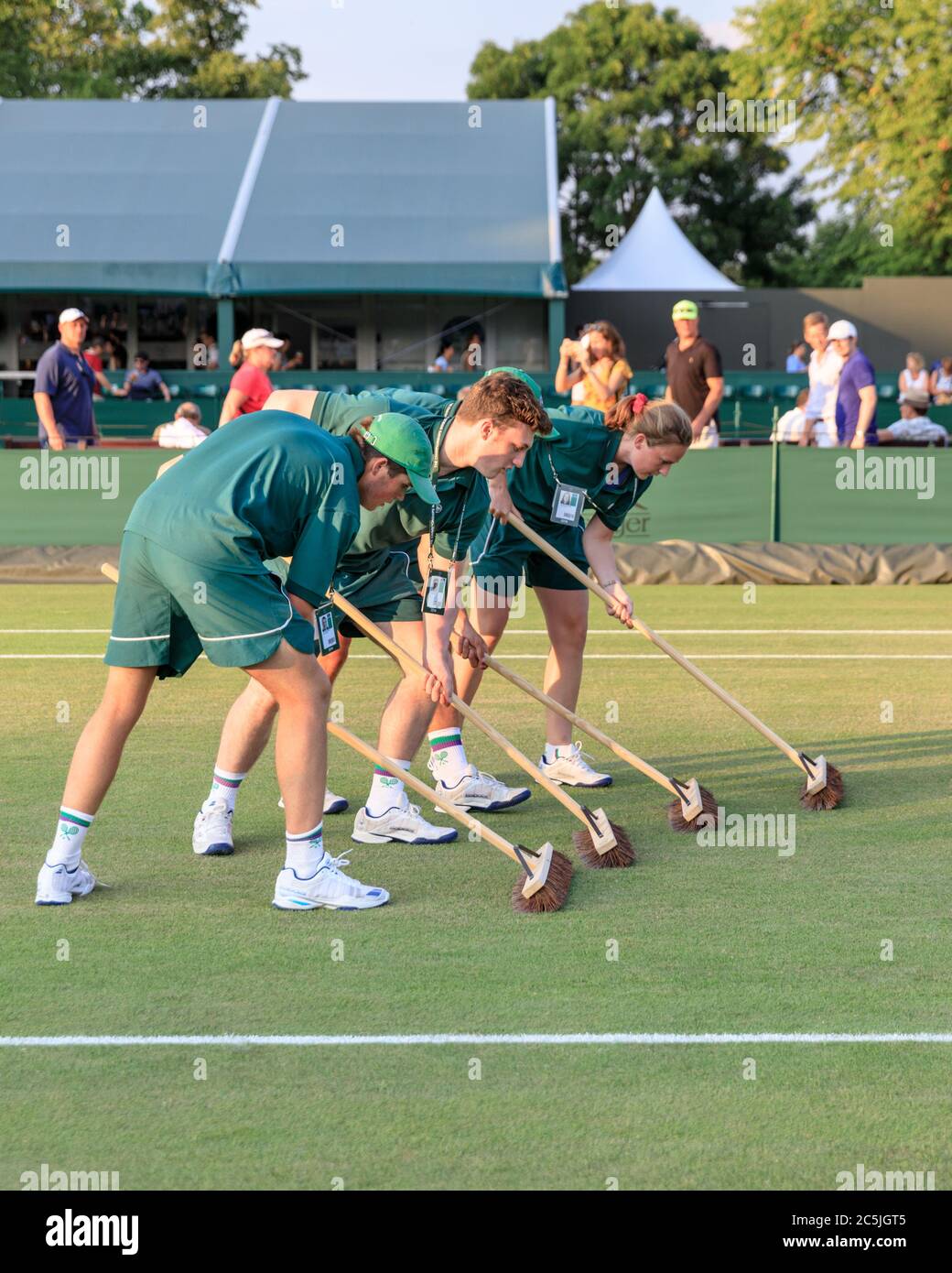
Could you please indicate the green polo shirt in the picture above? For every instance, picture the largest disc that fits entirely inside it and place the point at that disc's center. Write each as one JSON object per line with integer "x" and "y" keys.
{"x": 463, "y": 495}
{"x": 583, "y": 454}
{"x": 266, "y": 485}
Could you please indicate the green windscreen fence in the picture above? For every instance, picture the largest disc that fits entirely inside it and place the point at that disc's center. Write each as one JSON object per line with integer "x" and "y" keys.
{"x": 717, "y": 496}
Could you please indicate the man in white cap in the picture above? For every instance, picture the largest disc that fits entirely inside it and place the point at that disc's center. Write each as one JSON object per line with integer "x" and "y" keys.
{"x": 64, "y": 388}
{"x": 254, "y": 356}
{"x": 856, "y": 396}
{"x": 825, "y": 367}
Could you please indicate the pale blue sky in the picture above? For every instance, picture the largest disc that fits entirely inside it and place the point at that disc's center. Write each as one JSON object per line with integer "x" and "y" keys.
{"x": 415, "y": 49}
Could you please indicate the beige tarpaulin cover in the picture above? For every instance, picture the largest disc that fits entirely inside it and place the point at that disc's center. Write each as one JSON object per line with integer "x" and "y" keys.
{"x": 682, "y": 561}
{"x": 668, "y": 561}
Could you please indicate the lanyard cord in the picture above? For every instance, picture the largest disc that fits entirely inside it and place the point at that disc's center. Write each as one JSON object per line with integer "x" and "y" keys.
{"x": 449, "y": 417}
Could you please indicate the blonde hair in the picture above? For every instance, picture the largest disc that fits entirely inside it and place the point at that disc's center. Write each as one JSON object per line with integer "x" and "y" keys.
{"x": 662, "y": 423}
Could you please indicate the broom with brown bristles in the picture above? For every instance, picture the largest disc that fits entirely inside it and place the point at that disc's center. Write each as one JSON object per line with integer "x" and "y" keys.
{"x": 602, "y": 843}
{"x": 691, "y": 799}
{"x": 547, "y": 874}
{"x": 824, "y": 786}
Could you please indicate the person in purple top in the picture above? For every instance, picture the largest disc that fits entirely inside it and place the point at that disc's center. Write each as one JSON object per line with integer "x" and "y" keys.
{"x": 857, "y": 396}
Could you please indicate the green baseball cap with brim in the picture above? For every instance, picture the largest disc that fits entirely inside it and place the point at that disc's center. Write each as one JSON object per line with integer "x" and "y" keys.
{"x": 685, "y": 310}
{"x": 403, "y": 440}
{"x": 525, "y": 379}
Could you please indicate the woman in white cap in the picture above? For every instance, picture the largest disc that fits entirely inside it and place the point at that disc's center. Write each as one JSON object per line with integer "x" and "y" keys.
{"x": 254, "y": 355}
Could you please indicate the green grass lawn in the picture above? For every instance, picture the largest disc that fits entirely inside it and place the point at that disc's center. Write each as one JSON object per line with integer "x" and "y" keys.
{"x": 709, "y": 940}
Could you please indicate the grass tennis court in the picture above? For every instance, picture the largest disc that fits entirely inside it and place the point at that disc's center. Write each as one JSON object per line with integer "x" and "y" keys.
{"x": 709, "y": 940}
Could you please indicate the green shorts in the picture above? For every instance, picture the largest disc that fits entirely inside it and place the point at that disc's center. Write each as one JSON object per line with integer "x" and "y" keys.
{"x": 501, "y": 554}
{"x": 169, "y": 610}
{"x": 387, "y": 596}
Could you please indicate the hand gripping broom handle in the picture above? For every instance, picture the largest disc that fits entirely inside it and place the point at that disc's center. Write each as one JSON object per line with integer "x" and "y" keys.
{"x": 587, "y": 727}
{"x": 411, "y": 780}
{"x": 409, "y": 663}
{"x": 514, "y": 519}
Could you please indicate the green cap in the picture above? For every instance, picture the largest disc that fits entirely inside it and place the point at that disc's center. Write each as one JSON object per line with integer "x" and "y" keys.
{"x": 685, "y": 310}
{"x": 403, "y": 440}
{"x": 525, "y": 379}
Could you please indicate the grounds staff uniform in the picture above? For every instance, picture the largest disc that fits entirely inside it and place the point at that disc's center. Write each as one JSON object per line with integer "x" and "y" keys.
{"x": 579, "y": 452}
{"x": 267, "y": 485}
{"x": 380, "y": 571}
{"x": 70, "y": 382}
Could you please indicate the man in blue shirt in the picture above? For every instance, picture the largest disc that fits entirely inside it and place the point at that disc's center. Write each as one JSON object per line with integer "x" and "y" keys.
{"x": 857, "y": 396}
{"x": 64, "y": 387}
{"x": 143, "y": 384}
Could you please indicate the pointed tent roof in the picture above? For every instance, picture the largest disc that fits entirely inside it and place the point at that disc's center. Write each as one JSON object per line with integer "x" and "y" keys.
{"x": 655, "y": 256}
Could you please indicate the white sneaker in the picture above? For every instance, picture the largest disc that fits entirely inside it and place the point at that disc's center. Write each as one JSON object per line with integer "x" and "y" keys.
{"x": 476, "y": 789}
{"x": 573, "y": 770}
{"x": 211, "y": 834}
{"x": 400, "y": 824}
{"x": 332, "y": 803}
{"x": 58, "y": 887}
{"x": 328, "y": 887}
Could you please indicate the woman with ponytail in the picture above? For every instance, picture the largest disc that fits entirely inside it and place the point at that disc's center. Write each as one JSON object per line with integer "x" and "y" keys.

_What this task involves:_ Without the pictures, print the records in full, exactly as they appear.

_Final result:_
Could you please indicate the green polo shirt in the picture above? For every instance, picture the largest disc that fits entirely inside it and place the point at that disc's center. Write each as one JSON object per line with integer "x" and "y" keys.
{"x": 463, "y": 495}
{"x": 583, "y": 454}
{"x": 266, "y": 485}
Could you please indicate the green windscreen fence in the picture above? For every instance, picture the largest disc that fits entirely inside it and place the point at that disc's center. Write each as one JSON object per line with integer "x" and "y" keys.
{"x": 717, "y": 496}
Could you please indicate the man in white cap in the picture above? For every instance, picture the largest disc that fits entirely inside it and place the point at that disc's center. Write each as one JSON object per line with integer "x" and "y" keys.
{"x": 64, "y": 388}
{"x": 254, "y": 356}
{"x": 856, "y": 396}
{"x": 825, "y": 367}
Could you please indicate the pale blue sky in the picture above? For every instance, picture the largest disc that fits entirely inside it and place the point at that disc's center. Write each as one JSON object per line with integer "x" and "y" keys.
{"x": 415, "y": 49}
Could you please indicate the beige tarpaulin cover in the picture above? For every instance, picture the largest disc that fits entirely inside it and place the point at that disc's center. Write each as one JSON object per line with integer "x" and "y" keys.
{"x": 682, "y": 561}
{"x": 668, "y": 561}
Could you please indicate the lanyard cord in the picture above? For every instance, picture the largest disc that fits entirely inside it and place the point at that disc's center. Write each as one JSON object per line with integer "x" and "y" keys.
{"x": 449, "y": 417}
Could you please indicate the blonde hair in the picture above? For every instance, picture the largest disc that fits entirely inside it and place the point at that disc's center. Write each as one JSON object per line with integer "x" and "y" keys.
{"x": 662, "y": 423}
Could you please indicate the broom with brown bristles in the picture above? For every instance, picture the largest disc that fits entirely inside it and place the point at that disc's center. Write each as one JSON object per line with integer "x" and "y" keys.
{"x": 602, "y": 843}
{"x": 691, "y": 799}
{"x": 547, "y": 874}
{"x": 824, "y": 786}
Could you please indicate the person in purple top in the picture above? For every instance, picture the largest disc that fits entirely inside it and place the point at that disc's center. Write each as one JSON object per line with integer "x" and "y" keys.
{"x": 857, "y": 396}
Could you please indicate the green baseball cap with brim in the picture above? For every instance, picture the largest disc that fits entirely inside it and place the point at that disc's center. Write each as one JSON object per line with integer "x" and "y" keys.
{"x": 685, "y": 310}
{"x": 403, "y": 440}
{"x": 525, "y": 379}
Could you please indicate the woman in white cap in the picture above? For every instance, picture the largest disc that fits entirely inside it and place the point at that disc's center. Write each as one JSON object per line with integer "x" and "y" keys.
{"x": 254, "y": 355}
Could you please indicate the green grass lawn in the picture above? For every instance, picture the largest disc that fits entirely inside it and place the point at that disc's center. Write each as one JSON object per line with integer "x" and "y" keys.
{"x": 709, "y": 940}
Could you please indicate the grass tennis court in the picture above? For every instance, picture the largest disc that fits entirely inside it and place the point at that disc's center. Write each as one JSON object per line with integer "x" and "y" keys.
{"x": 709, "y": 940}
Could you please indicate the green shorts in the picture above? For every instance, picture the largest disc that fits entirely inside it and place the point at that disc's center. Write each as one JSON object per line with integer "x" and "y" keys.
{"x": 501, "y": 554}
{"x": 169, "y": 610}
{"x": 387, "y": 596}
Could you please indicate the hand gripping broom handle in the picture above? For every instance, picture the largest disc that fits entirely inside it and place the point at that disc's center. Write each as one JSON object per line with integer "x" and "y" keys.
{"x": 587, "y": 727}
{"x": 411, "y": 780}
{"x": 409, "y": 663}
{"x": 514, "y": 519}
Could you please indicate the green cap in the picture above? For every instance, picture the largest disc that fits entirely inside it and place the point at that disc's center. Write each as one JSON object per line with integer "x" and "y" keys.
{"x": 685, "y": 310}
{"x": 403, "y": 440}
{"x": 525, "y": 379}
Could you please indicate the grounds staff uniform in the picture above? For every instance, picture the largest disc that fits entirely inside it and place the point at that disc's center. Write each as one JSON object per line with integer "x" and "y" keys.
{"x": 579, "y": 452}
{"x": 267, "y": 485}
{"x": 380, "y": 571}
{"x": 70, "y": 382}
Could you please indicate the man in blue shirt in the picture above? For every instance, picture the largest disc that fits entirely inside it and place the point at that disc's center. Write each as one JSON object per line with integer "x" and "y" keys.
{"x": 857, "y": 396}
{"x": 64, "y": 387}
{"x": 143, "y": 384}
Could you please indicate the pointed tent roof in the picture above? For every instance, picture the largest disc that fits entirely inside it and place the point at that disc's center. Write each as one JSON object per line with integer "x" and "y" keys.
{"x": 655, "y": 256}
Could you please indicate the white sneaker in the picture above? For every instance, picture the largest disc that fits entirely inside it and place the point at that disc's center. Write each as one JSON object per line with integer "x" and "y" keys.
{"x": 476, "y": 789}
{"x": 573, "y": 770}
{"x": 211, "y": 834}
{"x": 400, "y": 824}
{"x": 332, "y": 803}
{"x": 58, "y": 887}
{"x": 328, "y": 887}
Could you please indicate the woman with ponytail in the picture above? For every instance, picture the largest disc that fits entirely inside it and place the point at that disc's center. Write each as one JSON object per line with integer "x" and "y" keys.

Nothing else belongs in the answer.